■ Exercise directions
Retype all of the records precisely.

■ Exercise data
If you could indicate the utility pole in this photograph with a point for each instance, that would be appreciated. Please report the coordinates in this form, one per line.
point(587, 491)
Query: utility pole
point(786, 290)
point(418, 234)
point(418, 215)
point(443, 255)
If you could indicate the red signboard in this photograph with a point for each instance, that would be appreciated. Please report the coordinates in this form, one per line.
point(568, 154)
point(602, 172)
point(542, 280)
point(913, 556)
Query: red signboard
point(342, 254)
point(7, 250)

■ Task answer
If you could indicate the utility pole in this photograph with a point for each instance, that would be appreciated. Please report the coordinates in this form, one per line.
point(587, 491)
Query: utility pole
point(786, 290)
point(418, 234)
point(418, 215)
point(443, 255)
If you could indicate the red signboard in this photograph with a point for each instance, that would be appreciated. Please report the coordinates in this form, one per line.
point(568, 154)
point(602, 172)
point(542, 280)
point(913, 556)
Query: red signboard
point(342, 254)
point(7, 250)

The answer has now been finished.